Exercise instructions: Repeat exactly, and only, the lines from the one holding "peppers, one line per instance." through the last line of the records below.

►

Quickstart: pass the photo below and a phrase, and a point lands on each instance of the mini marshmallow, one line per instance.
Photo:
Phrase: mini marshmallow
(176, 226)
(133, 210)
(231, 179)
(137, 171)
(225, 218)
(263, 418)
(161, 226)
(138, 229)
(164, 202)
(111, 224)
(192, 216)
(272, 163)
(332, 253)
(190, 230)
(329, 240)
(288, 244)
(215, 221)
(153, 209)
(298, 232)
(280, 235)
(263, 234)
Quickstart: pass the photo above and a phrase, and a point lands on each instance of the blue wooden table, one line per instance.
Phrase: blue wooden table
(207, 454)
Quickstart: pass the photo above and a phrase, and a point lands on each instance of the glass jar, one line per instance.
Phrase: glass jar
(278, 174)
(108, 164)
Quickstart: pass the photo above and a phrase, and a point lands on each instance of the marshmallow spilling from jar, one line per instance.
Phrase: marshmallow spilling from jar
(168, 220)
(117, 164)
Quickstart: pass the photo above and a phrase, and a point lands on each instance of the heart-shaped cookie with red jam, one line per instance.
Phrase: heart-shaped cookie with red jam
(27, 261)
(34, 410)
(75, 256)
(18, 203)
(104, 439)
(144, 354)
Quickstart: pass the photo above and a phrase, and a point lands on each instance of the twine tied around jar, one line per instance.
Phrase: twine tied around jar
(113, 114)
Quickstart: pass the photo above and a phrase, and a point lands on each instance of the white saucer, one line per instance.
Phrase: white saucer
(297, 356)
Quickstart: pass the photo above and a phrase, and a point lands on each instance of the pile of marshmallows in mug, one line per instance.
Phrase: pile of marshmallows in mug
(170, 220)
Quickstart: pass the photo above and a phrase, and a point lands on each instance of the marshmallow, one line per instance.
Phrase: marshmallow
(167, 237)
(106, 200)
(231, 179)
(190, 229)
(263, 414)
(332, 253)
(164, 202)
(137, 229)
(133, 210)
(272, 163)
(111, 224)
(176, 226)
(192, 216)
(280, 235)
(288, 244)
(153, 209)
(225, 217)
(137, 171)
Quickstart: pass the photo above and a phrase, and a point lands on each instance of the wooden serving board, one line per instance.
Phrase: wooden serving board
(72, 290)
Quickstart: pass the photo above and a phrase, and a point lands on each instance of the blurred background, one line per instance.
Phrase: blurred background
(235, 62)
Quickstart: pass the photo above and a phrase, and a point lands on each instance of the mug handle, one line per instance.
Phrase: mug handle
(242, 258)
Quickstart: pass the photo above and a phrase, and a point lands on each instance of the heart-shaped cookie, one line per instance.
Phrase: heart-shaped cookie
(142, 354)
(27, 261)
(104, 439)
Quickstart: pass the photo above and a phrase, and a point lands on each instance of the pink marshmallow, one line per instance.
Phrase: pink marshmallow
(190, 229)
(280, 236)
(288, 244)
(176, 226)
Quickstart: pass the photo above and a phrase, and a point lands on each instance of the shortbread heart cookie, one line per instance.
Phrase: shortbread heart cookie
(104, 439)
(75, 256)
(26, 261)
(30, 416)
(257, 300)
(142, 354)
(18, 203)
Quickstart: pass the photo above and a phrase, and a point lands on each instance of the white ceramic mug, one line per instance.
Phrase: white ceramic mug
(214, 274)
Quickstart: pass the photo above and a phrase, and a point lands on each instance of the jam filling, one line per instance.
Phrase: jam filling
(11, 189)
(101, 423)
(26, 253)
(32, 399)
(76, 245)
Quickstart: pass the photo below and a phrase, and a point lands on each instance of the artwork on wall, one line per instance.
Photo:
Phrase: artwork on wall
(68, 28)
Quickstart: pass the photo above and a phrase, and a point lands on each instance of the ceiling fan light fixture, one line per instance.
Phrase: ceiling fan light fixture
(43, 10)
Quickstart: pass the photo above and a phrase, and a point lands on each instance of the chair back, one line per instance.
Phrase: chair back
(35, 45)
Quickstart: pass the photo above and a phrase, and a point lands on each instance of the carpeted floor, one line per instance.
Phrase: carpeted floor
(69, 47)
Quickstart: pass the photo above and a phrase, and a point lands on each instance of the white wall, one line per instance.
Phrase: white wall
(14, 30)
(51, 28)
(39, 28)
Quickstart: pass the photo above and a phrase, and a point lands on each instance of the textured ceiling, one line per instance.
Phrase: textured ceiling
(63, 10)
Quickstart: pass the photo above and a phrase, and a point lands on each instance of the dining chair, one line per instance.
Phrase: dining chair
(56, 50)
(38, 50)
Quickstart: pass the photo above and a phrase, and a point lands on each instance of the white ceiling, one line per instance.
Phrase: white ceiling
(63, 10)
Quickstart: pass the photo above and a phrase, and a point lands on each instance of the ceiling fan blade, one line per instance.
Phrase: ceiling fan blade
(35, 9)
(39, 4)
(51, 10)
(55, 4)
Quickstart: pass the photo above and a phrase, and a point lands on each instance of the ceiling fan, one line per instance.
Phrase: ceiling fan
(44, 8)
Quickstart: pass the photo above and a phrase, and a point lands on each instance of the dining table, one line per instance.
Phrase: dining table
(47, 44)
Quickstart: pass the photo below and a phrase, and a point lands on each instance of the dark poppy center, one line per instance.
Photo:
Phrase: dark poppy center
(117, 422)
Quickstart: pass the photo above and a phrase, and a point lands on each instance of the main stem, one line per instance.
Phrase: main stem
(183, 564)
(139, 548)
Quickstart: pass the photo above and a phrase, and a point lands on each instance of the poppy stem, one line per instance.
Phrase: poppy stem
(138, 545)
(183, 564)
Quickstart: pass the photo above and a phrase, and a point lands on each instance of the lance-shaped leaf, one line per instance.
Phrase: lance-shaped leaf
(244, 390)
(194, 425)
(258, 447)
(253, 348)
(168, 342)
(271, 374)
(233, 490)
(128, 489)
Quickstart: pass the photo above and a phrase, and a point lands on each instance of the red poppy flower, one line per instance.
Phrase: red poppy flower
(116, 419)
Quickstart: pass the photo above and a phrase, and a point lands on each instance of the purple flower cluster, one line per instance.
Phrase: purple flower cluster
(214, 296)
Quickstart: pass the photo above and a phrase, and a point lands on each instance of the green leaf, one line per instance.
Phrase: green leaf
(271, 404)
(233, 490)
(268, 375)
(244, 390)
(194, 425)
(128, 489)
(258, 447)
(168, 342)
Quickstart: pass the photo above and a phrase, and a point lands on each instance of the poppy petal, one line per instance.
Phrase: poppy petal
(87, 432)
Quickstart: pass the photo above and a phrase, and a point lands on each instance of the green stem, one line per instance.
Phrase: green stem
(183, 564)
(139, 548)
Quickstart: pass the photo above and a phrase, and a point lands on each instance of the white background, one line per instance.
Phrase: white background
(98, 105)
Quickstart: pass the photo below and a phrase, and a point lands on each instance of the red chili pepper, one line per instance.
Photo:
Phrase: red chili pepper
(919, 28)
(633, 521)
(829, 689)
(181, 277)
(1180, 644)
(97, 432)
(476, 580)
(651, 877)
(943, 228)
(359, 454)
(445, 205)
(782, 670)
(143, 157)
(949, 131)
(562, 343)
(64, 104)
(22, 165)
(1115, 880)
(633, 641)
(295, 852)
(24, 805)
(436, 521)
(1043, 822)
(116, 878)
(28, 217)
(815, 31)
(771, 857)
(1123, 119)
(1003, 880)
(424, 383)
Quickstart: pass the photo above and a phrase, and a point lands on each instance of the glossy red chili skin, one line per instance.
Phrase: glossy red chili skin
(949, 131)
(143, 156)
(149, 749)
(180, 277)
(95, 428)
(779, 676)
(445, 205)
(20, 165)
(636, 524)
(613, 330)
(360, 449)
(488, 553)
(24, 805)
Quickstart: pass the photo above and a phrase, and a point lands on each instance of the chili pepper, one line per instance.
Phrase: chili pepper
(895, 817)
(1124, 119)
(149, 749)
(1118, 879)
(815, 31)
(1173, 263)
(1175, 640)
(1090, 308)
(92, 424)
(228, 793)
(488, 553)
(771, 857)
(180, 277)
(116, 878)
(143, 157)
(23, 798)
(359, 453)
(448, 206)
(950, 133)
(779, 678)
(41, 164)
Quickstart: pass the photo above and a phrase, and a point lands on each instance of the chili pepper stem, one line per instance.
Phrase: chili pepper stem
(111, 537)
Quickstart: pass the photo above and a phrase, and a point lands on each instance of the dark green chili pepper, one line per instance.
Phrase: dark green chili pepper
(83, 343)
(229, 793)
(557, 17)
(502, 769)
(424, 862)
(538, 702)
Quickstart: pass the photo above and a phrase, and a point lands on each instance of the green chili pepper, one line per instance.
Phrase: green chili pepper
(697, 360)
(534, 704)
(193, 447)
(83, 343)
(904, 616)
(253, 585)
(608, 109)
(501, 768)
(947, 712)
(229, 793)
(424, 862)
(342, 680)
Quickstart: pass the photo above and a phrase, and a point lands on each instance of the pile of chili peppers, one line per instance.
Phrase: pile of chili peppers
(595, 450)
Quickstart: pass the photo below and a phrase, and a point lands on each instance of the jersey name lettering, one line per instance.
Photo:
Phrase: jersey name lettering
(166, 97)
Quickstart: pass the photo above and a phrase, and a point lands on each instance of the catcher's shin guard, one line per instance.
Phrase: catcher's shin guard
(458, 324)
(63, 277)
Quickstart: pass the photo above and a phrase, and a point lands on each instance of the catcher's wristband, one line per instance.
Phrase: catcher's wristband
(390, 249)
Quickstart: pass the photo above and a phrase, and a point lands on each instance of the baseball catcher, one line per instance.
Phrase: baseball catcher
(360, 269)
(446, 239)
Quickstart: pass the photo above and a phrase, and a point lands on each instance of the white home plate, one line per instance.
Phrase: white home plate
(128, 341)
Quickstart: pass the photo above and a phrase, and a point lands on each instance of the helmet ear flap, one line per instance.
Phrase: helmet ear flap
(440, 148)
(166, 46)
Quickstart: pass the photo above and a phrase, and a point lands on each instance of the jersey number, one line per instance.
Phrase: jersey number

◄

Exercise result:
Quickstart: pass the photo above and a phrase, and a point lands on each instance of the pile of chili peppers, one line per instance.
Phrase: pile of chili peppers
(595, 450)
Quickstart: pass the photo below and a phrase, and a point lands on each instance of the jersey name lettering, one line per instance.
Photo:
Phrase: jersey name lettering
(166, 97)
Quickstart: pass the photo above and a phrase, and a point lands on each instance of the catcher's shin guard, one line per instance.
Phrase: catcher's shin guard
(458, 324)
(63, 277)
Quickstart: pass the photo above and a phrase, and a point lands on each instance of the catcher's wristband, one line per instance.
Phrase: catcher's wristband
(390, 249)
Quickstart: pass the photo above and a phrase, and a point lands on each instance of the baseball catcher, one line per instance.
Phrase: baseball catcher
(360, 269)
(446, 239)
Quickstart: pass the photo above and a phrase, and a point lands on each instance of the white home plate, one line per instance.
Phrase: white home plate
(128, 341)
Quickstart: pass the photo above and a phrase, and a point lands on each instance of the helmet ear flap, one line per instance.
Phrase: helmet ear flap
(440, 148)
(166, 46)
Quickstart: pass the photo above and a phrase, and a point lands on each instance of the jersey number, one line per instance.
Phrase: jersey number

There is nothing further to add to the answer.